--- START OF ITEMS ---

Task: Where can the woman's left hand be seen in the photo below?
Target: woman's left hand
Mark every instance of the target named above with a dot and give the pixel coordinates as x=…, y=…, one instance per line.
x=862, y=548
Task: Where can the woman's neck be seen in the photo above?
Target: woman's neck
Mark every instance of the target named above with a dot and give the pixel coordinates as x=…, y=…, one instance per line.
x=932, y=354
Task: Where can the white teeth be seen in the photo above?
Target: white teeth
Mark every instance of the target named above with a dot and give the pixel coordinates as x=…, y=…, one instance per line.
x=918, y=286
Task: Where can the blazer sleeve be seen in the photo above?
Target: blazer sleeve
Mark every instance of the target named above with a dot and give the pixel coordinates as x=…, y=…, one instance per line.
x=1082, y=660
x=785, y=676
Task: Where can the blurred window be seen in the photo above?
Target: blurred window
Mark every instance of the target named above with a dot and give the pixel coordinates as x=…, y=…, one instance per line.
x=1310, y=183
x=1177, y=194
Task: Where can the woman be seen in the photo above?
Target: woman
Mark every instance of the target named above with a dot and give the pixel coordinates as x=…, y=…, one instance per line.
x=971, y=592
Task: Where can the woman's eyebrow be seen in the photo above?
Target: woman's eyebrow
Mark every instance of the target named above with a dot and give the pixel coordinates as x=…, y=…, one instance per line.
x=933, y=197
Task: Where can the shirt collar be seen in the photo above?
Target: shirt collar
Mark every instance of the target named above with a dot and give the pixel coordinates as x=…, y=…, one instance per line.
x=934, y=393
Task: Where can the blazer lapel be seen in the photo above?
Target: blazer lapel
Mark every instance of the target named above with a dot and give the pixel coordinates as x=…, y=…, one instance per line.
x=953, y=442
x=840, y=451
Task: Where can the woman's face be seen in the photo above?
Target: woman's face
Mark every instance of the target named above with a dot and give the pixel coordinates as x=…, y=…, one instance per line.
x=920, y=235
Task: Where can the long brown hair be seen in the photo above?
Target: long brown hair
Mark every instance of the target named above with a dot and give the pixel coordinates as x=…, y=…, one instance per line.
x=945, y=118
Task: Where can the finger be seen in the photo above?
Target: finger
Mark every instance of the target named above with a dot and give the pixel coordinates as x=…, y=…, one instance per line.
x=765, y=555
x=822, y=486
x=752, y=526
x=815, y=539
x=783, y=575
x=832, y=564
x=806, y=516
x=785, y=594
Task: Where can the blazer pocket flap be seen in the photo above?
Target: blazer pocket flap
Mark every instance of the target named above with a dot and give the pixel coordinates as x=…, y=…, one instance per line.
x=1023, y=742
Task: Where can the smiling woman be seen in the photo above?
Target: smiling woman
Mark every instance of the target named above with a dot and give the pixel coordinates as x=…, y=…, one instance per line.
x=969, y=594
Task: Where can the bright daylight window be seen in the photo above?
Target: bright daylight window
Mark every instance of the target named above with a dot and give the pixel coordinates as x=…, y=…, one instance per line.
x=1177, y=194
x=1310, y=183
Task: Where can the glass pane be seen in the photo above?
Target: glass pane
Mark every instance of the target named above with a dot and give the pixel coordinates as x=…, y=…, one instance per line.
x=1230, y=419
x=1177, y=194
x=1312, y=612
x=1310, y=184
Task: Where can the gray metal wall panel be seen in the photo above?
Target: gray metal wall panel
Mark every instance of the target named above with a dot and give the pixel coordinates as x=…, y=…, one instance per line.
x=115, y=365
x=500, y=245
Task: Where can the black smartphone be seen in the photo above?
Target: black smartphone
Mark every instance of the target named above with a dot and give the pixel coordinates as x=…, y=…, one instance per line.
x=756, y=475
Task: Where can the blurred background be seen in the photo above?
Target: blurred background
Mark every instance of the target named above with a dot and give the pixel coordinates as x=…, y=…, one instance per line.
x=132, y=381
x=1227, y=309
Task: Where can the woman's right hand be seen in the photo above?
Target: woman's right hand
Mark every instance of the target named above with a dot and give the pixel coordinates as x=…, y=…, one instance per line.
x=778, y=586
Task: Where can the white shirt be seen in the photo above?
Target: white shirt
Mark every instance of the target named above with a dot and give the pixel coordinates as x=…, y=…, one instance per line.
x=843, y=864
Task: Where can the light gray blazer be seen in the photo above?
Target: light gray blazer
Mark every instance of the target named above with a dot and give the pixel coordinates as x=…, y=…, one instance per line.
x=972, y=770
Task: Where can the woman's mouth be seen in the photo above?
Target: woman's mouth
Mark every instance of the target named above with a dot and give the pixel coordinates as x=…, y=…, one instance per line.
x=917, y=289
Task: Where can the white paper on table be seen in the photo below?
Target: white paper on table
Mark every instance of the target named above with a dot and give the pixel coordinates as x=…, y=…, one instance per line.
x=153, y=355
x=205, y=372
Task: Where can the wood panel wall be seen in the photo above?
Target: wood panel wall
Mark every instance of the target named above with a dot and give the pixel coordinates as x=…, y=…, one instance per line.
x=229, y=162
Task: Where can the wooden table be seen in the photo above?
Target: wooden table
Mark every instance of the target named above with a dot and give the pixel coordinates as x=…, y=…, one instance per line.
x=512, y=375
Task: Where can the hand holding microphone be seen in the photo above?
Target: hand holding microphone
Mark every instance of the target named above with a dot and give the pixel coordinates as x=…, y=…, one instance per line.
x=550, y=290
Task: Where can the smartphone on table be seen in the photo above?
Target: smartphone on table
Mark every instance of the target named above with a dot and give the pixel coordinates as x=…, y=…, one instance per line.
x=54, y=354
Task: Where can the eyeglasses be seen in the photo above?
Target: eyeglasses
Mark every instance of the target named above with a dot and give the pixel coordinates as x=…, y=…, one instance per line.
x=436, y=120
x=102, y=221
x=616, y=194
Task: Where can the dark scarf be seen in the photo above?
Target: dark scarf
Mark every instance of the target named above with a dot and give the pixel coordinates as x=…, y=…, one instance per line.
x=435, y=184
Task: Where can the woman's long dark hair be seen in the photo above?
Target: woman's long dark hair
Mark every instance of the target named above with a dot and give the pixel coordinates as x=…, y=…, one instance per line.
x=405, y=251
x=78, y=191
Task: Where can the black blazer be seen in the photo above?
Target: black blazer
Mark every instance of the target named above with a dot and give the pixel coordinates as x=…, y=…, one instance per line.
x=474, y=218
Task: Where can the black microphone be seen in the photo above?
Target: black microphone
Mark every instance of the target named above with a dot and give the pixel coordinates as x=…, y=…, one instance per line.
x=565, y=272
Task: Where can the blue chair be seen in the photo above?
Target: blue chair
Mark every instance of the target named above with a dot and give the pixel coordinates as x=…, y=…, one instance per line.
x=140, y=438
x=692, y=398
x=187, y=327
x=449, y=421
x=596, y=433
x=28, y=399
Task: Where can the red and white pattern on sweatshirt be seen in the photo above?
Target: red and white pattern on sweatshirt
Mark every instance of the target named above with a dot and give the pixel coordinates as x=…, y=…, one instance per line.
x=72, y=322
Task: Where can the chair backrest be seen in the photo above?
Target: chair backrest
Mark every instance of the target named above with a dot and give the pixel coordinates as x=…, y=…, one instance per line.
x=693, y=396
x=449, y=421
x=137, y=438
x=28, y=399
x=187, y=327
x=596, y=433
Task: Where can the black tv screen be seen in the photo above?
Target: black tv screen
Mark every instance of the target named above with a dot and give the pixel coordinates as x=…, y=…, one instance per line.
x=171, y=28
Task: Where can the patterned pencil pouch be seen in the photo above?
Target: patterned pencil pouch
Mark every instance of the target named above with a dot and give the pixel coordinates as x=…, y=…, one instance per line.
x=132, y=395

--- END OF ITEMS ---

Rescale the items that begin at the line containing "Task: Where can the long" and end after the line containing "x=785, y=594", reproducing every line in that stretch, requests included. Multiply each x and y coordinate in the answers by 1.55 and round to whole numbers, with halves rounded up.

Task: Where can the long brown hair be seen in the photo above?
Target: long brown hair
Mark every instance of the target named above with a dot and give the pixel coordinates as x=…, y=…, one instance per line.
x=1465, y=183
Task: Where can the finger be seen in the photo above?
Target: finger
Mark every instance of the target named above with a dot and give the pixel coordinates as x=…, y=…, one instance per line.
x=1186, y=860
x=1274, y=753
x=1166, y=815
x=1263, y=835
x=1214, y=891
x=1290, y=874
x=1249, y=800
x=1217, y=921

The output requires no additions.